(Records from a dataset)
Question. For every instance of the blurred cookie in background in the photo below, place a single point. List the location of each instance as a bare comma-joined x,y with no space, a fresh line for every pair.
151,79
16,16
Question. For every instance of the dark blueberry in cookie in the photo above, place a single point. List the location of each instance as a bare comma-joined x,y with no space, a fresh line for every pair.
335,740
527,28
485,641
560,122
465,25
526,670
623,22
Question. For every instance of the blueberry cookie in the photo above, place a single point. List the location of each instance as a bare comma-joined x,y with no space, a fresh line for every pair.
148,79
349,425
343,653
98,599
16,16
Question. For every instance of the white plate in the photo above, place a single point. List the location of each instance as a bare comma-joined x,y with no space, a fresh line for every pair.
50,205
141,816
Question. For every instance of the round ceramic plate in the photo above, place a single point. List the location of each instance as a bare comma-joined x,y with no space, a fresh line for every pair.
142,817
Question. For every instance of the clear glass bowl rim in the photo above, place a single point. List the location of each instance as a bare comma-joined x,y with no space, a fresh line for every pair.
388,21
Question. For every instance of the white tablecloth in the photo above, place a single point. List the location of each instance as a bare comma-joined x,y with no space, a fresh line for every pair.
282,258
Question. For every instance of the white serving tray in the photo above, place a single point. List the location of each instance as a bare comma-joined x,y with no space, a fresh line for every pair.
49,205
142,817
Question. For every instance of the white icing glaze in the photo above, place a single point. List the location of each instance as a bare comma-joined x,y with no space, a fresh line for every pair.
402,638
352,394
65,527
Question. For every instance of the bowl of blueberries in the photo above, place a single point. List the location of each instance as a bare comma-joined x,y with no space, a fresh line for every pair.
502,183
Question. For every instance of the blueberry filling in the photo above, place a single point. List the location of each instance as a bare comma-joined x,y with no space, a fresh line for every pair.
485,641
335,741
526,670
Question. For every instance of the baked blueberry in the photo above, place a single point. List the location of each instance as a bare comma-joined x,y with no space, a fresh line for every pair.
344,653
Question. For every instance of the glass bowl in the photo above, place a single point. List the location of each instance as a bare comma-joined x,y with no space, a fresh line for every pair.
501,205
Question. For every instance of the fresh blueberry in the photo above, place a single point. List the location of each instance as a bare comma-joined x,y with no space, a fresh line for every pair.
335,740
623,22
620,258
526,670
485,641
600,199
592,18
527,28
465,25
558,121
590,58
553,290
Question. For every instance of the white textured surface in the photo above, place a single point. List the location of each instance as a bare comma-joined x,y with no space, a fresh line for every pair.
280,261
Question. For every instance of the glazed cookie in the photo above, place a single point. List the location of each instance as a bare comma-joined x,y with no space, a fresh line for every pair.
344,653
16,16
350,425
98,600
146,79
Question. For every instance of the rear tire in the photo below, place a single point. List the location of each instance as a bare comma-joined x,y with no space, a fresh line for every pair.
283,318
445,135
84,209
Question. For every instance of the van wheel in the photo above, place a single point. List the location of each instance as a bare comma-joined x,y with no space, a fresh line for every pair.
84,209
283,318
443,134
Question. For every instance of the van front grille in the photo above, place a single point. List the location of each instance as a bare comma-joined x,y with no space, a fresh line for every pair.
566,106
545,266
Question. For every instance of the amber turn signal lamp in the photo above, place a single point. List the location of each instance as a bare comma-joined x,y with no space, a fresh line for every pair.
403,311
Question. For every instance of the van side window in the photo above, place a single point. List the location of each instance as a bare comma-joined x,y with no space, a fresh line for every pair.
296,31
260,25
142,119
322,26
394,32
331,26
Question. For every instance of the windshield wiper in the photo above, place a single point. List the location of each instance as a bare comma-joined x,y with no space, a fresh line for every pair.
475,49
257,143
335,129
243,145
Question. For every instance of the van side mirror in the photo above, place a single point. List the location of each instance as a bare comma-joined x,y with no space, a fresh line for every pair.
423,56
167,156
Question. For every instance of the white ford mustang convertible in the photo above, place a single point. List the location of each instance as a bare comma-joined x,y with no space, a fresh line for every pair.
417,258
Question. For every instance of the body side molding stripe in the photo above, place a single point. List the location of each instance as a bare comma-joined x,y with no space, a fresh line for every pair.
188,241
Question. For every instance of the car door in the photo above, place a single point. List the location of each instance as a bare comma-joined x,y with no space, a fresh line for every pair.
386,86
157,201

[WHAT IS REQUIRED] Write out all of the records exactly as they stand above.

[RESPONSE TO THE TASK]
Question. For every instance of the blurred cookie in background in the photo below, place a single point. List the location of each instance as a bare comma-joined x,y with no space, a fresh line for every pair.
151,79
16,16
Question. For every instance of the dark blueberry in cookie in the photo above, place a single point. List the location of each instance as a bare comma-joined x,y with no space, a fresh line for every pair.
335,740
527,28
485,641
560,122
465,25
526,670
623,22
Question. For every instance of the blueberry cookie in the photo above, place a single point. List the location of each instance as a bare comma-joined x,y with no space, a fresh line for every pair.
148,79
349,425
343,653
98,599
16,16
Question. For every instance of the white plate in the photo above, place a single point. List the location of each instance as a bare comma-joined x,y with no space, a fresh line for every pair.
50,205
141,816
Question. For every instance of the round ceramic plate in the photo above, place a single point. List the location of each instance as a bare comma-joined x,y with no space, a fresh line for every pair.
142,817
Question. For every instance of the clear glass bowl rim in the photo above, place a single point. List the location of each instance as a bare comma-joined x,y with no space, a fresh line for every pair.
388,21
Question. For every instance of the white tablecloth in the photo above, place a single point. List the location of each instance as a bare comma-joined x,y with no space, a fresh line for every pair.
282,258
Question. For every instance of the white serving tray in the photo above, place a single point. List the location of each instance as a bare comma-joined x,y with no space, a fresh line for every pair.
49,205
142,817
Question. For every instance of the white icing glaze in the photo above, place a single point. List the location of each instance as a bare comma-joined x,y with no space, a fresh line for every pair.
402,638
352,394
65,527
Question. For every instance of the bowl of blueberries in the photo above, place a single point. List the location of each instance as a bare comma-joined x,y with no space, a fresh line for every pair.
502,183
Question. For every instance of the blueberry filling in the photo above, place a single point. List the location of each instance as a bare comma-joined x,y with no space, a fresh line for every pair.
485,641
335,741
526,670
Question. For every instance of the baked blueberry in the photo above, place a single point. List the location of each instance as a bare comma-joined x,y with no space, a fresh line for every pair.
344,653
Question. For every instance of the glass bowl in the photo above, place a single point. List the location of each instance as a bare comma-joined x,y with no space, a fresh line for every pair.
501,205
Question. For every instance of the fresh blueberry in the photo above, place a single point. List the location of each instance as a bare comma-joined x,y with no space, a fresh line for every pair.
335,740
623,22
620,258
526,670
485,641
600,199
592,18
527,28
465,25
558,121
590,58
553,290
Question. For every instance of the white textured surface in the photo above, place a single point. List the location of each instance as a bare comma-joined x,y with no space, a fresh line for every pair.
280,261
Question. For every instance of the glazed cookie in the photo above, place a single point. List the location of each instance as a bare comma-joined x,y with no space, a fresh line for every pair.
344,653
16,16
350,425
98,600
146,79
Question. For every instance of the rear tire in the photo below, place a single point. List the location of each instance as a bare comma-joined x,y with no space, a fresh line for every pair.
283,318
445,135
84,209
Question. For every instance of the van wheel in the photo above, place a single point. List the location of each instance as a bare comma-joined x,y with no space, a fresh line for every pair.
84,209
283,318
443,134
Question. For every instance of the van front grille in the photo above, place a single point. List the location of each instance as a bare comma-joined x,y with no space, a fresh line for every pair.
566,106
545,266
Question. For every instance of the amber turn signal lamp in the photo above, place a single point. List the location of each instance as a bare comma-joined x,y with no space, a fresh line for every pair.
403,311
Question. For every instance of the van side window in the photo above, place a single point. List the location of each instance as a bare comma-joined x,y with no space, a fresh line for every pair.
296,31
260,25
142,119
322,26
394,32
331,26
Question. For every instance of the windshield wiper in the photo above, place a single point. List the location of each instance as a bare comma-joined x,y with no space, a fresh line for every pair.
475,49
257,143
335,129
243,145
Question. For every instance of the van side mirror in the photo above, place a single point. List the location of each instance as a bare comma-joined x,y with no space, a fresh line for every pair.
423,56
167,156
Question. For every instance of the white ford mustang convertible in the photo above, place a single point. List the location of each instance as a bare comma-joined x,y with no space, a fresh line for every pair.
417,258
Question. For every instance of the body side molding stripe in the photo above, place a single point. List the location of each instance as a bare comma-joined x,y with no space, a fresh line for every pair.
188,241
Question. For every instance of the car door in the photo above, place a single point. List the location of each instance as a bare comma-joined x,y with no space, a fresh line for every pair.
386,86
157,201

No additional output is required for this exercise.